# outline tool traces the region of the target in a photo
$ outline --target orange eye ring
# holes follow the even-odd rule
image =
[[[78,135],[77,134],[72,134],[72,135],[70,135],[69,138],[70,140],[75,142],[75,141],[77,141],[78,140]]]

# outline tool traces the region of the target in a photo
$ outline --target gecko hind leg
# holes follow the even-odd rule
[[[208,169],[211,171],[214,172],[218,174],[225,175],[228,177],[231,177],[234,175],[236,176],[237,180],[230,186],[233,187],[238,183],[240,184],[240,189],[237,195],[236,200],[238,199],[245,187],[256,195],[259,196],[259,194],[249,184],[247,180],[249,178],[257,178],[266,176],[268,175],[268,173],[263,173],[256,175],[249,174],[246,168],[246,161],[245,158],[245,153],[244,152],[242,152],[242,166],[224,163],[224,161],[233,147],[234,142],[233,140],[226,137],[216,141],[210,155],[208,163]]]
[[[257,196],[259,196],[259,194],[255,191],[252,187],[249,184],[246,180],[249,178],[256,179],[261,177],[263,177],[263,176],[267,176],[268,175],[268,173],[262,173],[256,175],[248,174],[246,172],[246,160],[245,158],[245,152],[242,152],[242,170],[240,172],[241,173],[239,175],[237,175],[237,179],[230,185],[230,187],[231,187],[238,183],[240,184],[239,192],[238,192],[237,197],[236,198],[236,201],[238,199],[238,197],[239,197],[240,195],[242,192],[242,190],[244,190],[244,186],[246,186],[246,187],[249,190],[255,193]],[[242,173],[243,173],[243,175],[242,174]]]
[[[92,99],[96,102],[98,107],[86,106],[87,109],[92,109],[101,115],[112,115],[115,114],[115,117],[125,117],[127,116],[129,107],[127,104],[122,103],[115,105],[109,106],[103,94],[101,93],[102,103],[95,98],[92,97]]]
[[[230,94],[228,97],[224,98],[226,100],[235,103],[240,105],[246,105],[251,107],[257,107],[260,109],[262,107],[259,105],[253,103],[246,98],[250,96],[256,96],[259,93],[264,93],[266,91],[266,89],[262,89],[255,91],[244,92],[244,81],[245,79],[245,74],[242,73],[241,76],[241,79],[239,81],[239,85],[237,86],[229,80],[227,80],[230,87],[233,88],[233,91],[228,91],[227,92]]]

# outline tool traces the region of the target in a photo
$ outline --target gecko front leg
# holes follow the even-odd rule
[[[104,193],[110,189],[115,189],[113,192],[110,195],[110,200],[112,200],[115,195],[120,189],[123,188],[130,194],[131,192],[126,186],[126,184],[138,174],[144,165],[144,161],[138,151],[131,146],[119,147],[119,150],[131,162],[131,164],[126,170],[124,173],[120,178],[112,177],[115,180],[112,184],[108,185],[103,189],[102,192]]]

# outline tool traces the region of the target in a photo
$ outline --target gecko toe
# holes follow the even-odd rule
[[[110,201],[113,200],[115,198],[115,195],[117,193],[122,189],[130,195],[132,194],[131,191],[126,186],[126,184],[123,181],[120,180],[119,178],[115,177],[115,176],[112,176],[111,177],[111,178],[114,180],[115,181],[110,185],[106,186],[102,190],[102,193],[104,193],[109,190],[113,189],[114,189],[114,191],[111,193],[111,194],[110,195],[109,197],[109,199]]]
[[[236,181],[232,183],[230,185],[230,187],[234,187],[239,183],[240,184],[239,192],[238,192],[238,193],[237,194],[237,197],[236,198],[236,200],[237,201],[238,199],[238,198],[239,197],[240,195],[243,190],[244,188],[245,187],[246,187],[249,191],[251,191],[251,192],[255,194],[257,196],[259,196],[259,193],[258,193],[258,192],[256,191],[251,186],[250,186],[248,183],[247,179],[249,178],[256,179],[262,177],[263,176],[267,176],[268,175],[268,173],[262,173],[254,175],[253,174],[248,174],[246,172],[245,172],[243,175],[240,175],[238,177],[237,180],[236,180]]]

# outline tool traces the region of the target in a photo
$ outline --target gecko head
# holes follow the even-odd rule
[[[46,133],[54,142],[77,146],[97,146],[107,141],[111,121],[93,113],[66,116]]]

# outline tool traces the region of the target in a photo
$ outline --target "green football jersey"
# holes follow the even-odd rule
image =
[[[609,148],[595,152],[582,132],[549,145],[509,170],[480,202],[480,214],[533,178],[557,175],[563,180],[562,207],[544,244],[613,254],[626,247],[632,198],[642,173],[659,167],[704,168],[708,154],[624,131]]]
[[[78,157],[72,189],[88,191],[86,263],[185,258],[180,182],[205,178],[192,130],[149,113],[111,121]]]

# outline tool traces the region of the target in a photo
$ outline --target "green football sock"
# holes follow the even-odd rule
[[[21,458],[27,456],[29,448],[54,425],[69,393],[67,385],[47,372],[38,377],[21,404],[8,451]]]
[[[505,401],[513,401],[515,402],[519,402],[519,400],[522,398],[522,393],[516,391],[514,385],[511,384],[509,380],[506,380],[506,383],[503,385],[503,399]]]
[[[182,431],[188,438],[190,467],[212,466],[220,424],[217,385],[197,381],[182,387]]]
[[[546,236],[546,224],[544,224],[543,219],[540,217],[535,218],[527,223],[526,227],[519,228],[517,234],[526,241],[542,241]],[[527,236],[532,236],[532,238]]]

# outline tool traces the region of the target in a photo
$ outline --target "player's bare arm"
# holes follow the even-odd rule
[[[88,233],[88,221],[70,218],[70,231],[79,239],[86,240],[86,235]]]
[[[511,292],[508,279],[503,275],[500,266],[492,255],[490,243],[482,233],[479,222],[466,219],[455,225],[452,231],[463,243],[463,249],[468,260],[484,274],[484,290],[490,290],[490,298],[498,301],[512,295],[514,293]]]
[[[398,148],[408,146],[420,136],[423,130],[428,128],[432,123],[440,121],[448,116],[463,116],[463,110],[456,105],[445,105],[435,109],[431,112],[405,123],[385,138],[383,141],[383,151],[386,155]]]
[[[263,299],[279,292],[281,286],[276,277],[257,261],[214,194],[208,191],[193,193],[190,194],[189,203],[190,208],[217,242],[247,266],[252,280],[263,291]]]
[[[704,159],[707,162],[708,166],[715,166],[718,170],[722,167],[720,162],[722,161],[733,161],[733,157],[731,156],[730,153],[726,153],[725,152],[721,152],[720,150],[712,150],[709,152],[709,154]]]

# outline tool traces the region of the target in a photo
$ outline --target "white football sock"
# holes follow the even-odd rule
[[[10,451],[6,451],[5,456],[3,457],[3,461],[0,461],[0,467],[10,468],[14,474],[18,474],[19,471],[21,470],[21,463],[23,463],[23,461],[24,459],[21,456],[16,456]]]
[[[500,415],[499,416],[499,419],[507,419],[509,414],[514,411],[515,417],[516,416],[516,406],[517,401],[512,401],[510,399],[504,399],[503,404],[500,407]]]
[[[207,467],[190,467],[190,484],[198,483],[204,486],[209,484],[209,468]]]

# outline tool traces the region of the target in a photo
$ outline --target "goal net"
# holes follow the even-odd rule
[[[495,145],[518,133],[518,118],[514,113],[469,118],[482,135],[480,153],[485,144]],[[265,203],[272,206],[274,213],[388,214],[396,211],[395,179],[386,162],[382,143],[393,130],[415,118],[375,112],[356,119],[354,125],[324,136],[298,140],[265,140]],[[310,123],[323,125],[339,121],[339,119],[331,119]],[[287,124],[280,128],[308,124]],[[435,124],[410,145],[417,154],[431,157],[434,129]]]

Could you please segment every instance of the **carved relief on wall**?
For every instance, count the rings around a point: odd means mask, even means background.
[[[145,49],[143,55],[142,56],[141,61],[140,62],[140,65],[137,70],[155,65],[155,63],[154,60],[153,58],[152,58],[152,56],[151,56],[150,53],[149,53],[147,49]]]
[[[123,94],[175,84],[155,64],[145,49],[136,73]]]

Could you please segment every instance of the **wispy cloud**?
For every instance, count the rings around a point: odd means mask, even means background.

□ □ □ □

» Exercise instructions
Extract all of the data shown above and repeat it verbatim.

» Final result
# outline tool traces the region of the target in a photo
$ outline --target orange eye ring
# holes follow the even-odd rule
image =
[[[78,135],[77,134],[72,134],[72,135],[70,135],[69,138],[70,140],[75,142],[75,141],[77,141],[78,140]]]

# outline tool traces the region of the target in a photo
$ outline --target gecko hind leg
# holes follow the even-odd rule
[[[208,169],[211,171],[214,172],[218,174],[225,175],[228,177],[231,177],[234,175],[236,176],[237,180],[230,186],[233,187],[238,183],[240,184],[240,189],[237,195],[236,200],[238,199],[245,187],[256,195],[259,196],[259,194],[249,184],[247,180],[249,178],[257,178],[266,176],[268,175],[268,173],[263,173],[256,175],[249,174],[246,168],[246,161],[245,158],[245,153],[244,152],[242,152],[242,166],[224,163],[224,161],[233,147],[234,142],[233,140],[226,137],[216,141],[210,155],[208,163]]]
[[[257,196],[259,196],[259,194],[255,191],[252,187],[249,184],[246,180],[249,178],[256,179],[261,177],[263,177],[263,176],[267,176],[268,175],[268,173],[262,173],[256,175],[248,174],[246,172],[246,160],[245,158],[245,152],[242,152],[242,170],[240,172],[241,173],[239,175],[237,175],[237,179],[230,185],[230,187],[231,187],[238,183],[240,184],[239,192],[238,192],[237,197],[236,198],[236,201],[238,199],[238,197],[239,197],[240,195],[242,192],[242,190],[244,190],[244,186],[246,186],[246,187],[249,190],[255,193]],[[242,173],[243,173],[243,175],[242,174]]]
[[[92,99],[96,102],[98,107],[86,106],[87,109],[92,109],[101,115],[112,115],[115,114],[115,117],[125,117],[127,116],[129,107],[127,104],[122,103],[115,105],[109,106],[103,94],[101,93],[102,103],[95,98],[92,97]]]
[[[230,94],[228,97],[224,98],[226,100],[235,103],[240,105],[246,105],[251,107],[257,107],[260,109],[262,107],[259,105],[253,103],[246,98],[250,96],[256,96],[259,93],[264,93],[266,91],[266,89],[262,89],[255,91],[244,92],[244,81],[245,79],[245,74],[242,73],[241,76],[241,79],[239,81],[239,85],[237,86],[229,80],[227,80],[230,87],[233,88],[233,91],[228,91],[227,92]]]

# outline tool traces the region of the target in a photo
$ outline --target gecko front leg
# holes follow the even-odd rule
[[[104,193],[110,189],[115,189],[113,192],[110,195],[110,200],[112,200],[115,195],[120,189],[123,188],[130,194],[131,192],[126,186],[126,184],[138,174],[144,165],[144,161],[138,151],[131,146],[119,147],[119,150],[131,162],[131,164],[126,170],[124,173],[120,178],[112,177],[115,180],[112,184],[108,185],[103,189],[102,192]]]

# outline tool traces the region of the target in a photo
$ outline --target gecko toe
# holes follow the even-odd rule
[[[110,201],[113,200],[115,198],[115,195],[117,193],[122,189],[130,195],[132,194],[131,191],[126,186],[126,184],[123,181],[120,180],[119,178],[115,177],[115,176],[112,176],[111,177],[111,178],[114,180],[115,181],[110,185],[106,186],[102,190],[102,193],[104,193],[109,190],[113,189],[114,189],[114,191],[111,193],[111,194],[110,195],[109,197],[109,199]]]
[[[236,181],[232,183],[230,185],[230,187],[234,187],[239,183],[240,184],[239,192],[238,192],[238,193],[237,194],[237,197],[236,198],[236,200],[237,201],[238,199],[238,198],[239,197],[240,195],[243,190],[244,188],[245,187],[246,187],[249,191],[251,191],[251,192],[255,194],[257,196],[259,196],[259,193],[258,193],[258,192],[256,191],[251,186],[250,186],[248,183],[247,179],[249,178],[256,179],[262,177],[263,176],[267,176],[268,175],[268,173],[262,173],[254,175],[253,174],[248,174],[246,172],[245,172],[243,175],[240,175],[238,177],[237,180],[236,180]]]

# outline tool traces the region of the target in a photo
$ outline --target gecko head
# holes follow the even-odd rule
[[[46,133],[54,142],[77,146],[97,146],[107,141],[111,121],[93,113],[66,116]]]

# outline tool traces the region of the target in a photo
$ outline --target "green football jersey"
# holes follow the even-odd rule
image =
[[[609,148],[595,152],[582,132],[549,145],[509,170],[480,202],[480,214],[533,178],[557,175],[563,180],[562,207],[544,244],[613,254],[626,247],[632,198],[642,173],[659,167],[704,168],[708,154],[624,131]]]
[[[78,157],[72,189],[88,191],[86,263],[185,258],[180,182],[205,178],[192,130],[149,113],[111,121]]]

# outline tool traces the region of the target in a photo
$ outline --target "green football sock"
# holes follow the even-odd rule
[[[21,458],[27,456],[29,448],[54,425],[69,393],[67,385],[47,372],[38,377],[21,404],[8,451]]]
[[[505,401],[513,401],[515,402],[519,402],[519,400],[522,398],[522,393],[516,391],[514,385],[511,384],[509,380],[506,380],[506,383],[503,385],[503,399]]]
[[[182,431],[188,438],[190,467],[212,466],[220,424],[217,385],[197,381],[182,387]]]
[[[546,236],[546,224],[544,224],[543,219],[540,217],[535,218],[527,223],[526,227],[519,228],[517,234],[526,241],[542,241]],[[527,236],[532,236],[532,238]]]

# outline tool traces the region of the target in a photo
$ outline --target "player's bare arm"
# holes follow the even-odd rule
[[[88,233],[88,221],[70,218],[70,231],[79,239],[86,240],[86,235]]]
[[[511,292],[508,279],[503,275],[500,266],[492,255],[490,243],[482,233],[479,222],[466,219],[455,225],[452,231],[463,243],[463,249],[468,260],[484,274],[484,290],[490,290],[490,298],[498,301],[512,295],[514,293]]]
[[[398,148],[408,146],[420,136],[423,130],[428,128],[432,123],[440,121],[448,116],[463,116],[463,110],[456,105],[445,105],[435,109],[431,112],[405,123],[385,138],[383,141],[383,151],[386,155]]]
[[[263,299],[279,292],[281,286],[276,277],[257,261],[214,194],[208,191],[193,193],[190,194],[189,203],[190,208],[217,242],[247,266],[252,280],[263,291]]]
[[[704,159],[707,162],[708,166],[715,166],[718,170],[722,167],[720,162],[722,161],[733,161],[733,157],[731,156],[730,153],[726,153],[725,152],[721,152],[720,150],[712,150],[709,152],[709,154]]]

# outline tool traces the region of the target in a photo
$ outline --target "white football sock"
# holes follow the even-odd rule
[[[10,451],[6,451],[5,456],[3,457],[3,461],[0,461],[0,467],[10,468],[14,474],[18,474],[19,471],[21,470],[21,463],[23,463],[23,461],[24,459],[21,456],[16,456]]]
[[[500,415],[499,416],[499,419],[507,419],[509,414],[514,411],[515,417],[516,416],[516,406],[517,401],[512,401],[510,399],[504,399],[503,404],[500,407]]]
[[[207,467],[190,467],[190,484],[198,483],[204,486],[209,484],[209,468]]]

# outline tool traces the region of the target in a photo
$ outline --target "goal net"
# holes follow the even-odd rule
[[[495,145],[518,133],[518,118],[514,113],[469,118],[482,135],[480,153],[485,144]],[[265,203],[272,206],[274,213],[388,214],[396,211],[395,179],[386,162],[382,143],[393,130],[415,118],[375,112],[356,119],[354,125],[324,136],[298,140],[265,140]],[[310,123],[323,125],[339,121],[339,119],[331,119]],[[287,124],[280,128],[308,124]],[[435,124],[410,145],[417,154],[431,157],[434,129]]]

Could you please segment every instance of the **carved relief on wall**?
For every instance, count the rings around a point: odd means mask, even means background.
[[[145,49],[143,55],[142,56],[141,61],[140,62],[140,65],[137,70],[155,65],[155,63],[154,60],[153,58],[152,58],[152,56],[151,56],[150,53],[149,53],[147,49]]]
[[[123,94],[175,84],[155,64],[145,49],[136,73]]]

Could you please segment every instance of the **wispy cloud**?
For every instance, count the rings around a point: odd means mask, even means background.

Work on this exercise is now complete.